### Document section
========
A bag contains ten marbles of the same size: 3 are identical green mar

Question

A bag contains ten marbles of the same size: 3 are identical green marbles, 2 are identical red marbles, and the other 5 are five distinct colors. If 5 marbles are selected at random, how many distinct combinations of five marbles could be drawn?
(A) 41
(B) 51
(C) 62
(D) 72
(E) 82

Counting & combination problems on the GMAT are tricky because many of them don't fit into nice neat formulas. They require some efficient out-of-the-box thinking, as this problem does. For a set of challenging counting problems, as well as for the OE of this particular problem, see:
https://magoosh.com/gmat/2015/counting- ... -the-gmat/

Mike :-)

chetan2u · Accepted Answer

hi..
 There will be different cases, which we will take one by one.
========
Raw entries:

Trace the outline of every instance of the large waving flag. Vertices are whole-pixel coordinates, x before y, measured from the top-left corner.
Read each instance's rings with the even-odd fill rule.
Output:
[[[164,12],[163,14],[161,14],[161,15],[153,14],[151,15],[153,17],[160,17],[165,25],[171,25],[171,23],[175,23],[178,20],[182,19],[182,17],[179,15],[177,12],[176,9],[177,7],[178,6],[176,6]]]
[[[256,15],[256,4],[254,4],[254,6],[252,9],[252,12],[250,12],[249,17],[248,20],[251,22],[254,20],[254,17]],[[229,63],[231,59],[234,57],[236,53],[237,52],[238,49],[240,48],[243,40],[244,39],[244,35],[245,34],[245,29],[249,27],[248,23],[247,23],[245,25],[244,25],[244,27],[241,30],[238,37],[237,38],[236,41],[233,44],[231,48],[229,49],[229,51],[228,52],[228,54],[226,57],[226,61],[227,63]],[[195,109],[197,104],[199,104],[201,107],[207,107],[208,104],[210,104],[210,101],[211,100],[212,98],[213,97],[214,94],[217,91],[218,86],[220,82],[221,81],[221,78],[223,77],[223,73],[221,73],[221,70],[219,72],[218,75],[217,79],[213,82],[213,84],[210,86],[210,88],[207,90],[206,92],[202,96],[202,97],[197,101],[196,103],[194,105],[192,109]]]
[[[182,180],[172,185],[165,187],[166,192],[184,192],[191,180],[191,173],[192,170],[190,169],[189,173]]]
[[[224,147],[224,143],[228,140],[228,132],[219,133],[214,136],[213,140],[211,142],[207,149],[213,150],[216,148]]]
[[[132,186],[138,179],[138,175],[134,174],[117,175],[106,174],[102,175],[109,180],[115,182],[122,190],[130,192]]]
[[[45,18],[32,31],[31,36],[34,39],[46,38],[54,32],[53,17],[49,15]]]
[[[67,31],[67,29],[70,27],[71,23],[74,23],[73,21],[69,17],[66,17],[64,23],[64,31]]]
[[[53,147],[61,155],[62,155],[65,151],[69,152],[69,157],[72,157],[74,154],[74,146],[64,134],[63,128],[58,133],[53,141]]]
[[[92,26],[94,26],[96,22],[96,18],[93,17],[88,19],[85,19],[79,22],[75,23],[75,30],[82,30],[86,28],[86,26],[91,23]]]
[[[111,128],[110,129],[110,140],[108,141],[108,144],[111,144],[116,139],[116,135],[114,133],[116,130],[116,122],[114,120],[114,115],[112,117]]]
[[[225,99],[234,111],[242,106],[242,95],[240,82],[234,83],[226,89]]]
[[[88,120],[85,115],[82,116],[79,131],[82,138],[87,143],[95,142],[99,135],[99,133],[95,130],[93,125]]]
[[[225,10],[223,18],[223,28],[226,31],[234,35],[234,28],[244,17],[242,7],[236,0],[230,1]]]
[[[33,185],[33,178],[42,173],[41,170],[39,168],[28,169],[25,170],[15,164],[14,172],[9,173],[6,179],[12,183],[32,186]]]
========
### Parts of the exercise
a) What answer choices does the marble-combination problem above offer? List each one with its letter.
b) Can you carry on the marble-combination thread from its last sentence?

### Outputs by task
a)
(A) 41
(B) 51
(C) 62
(D) 72
(E) 82

b)
1)  Case 1 : When all five colours are different
 7C5=\frac{7*6}{2}=21

2)  Case 2 : When there are 4 different colours out of which one colour has two marbles. 
Choose 3 marbles of different colours in 6C3 ways and 2 of same colour can be only from green or red, that is 2C1
 6C3*2C1=\frac{6*5*4}{3*2*1}*2=40

3)  Case 3 : When there are 3 different colours out of which one colour has three marbles. 
Choose 2 marbles of different colours in 6C2 ways and 3 of same colour can be only from green, that is 1C1
 6C2*1C1=\frac{6*5}{2*1}*1=15

4)  Case 4 : When there are 3 different colours out of which two colours have two marbles each. 
Choose 1 marble from 5 different colours that have just one marble each in 5C1 ways and 2 each of same colour can be only from green and red, that is 2C2.
 5C1*2C2=\frac{5}{1}*1=5

5)  Case 5 : When there are two different colours and only combination is 3 of green and 2 of red. 
1 way

Total:  21+40+15+5+1=82 ways

E

thefibonacci · Answer

3G , 2R , and 5 Distinct.

All different --> C(7,5) = 21 
2 same and 3 diff --> C(2,1)*C(6,3) = 40 
3 same and 2 diff --> C(6,2) = 15 
1 from distinct set + 2 green + 2 red --> C(5,1) = 5
3 green & 2 red --> 1

total = 82.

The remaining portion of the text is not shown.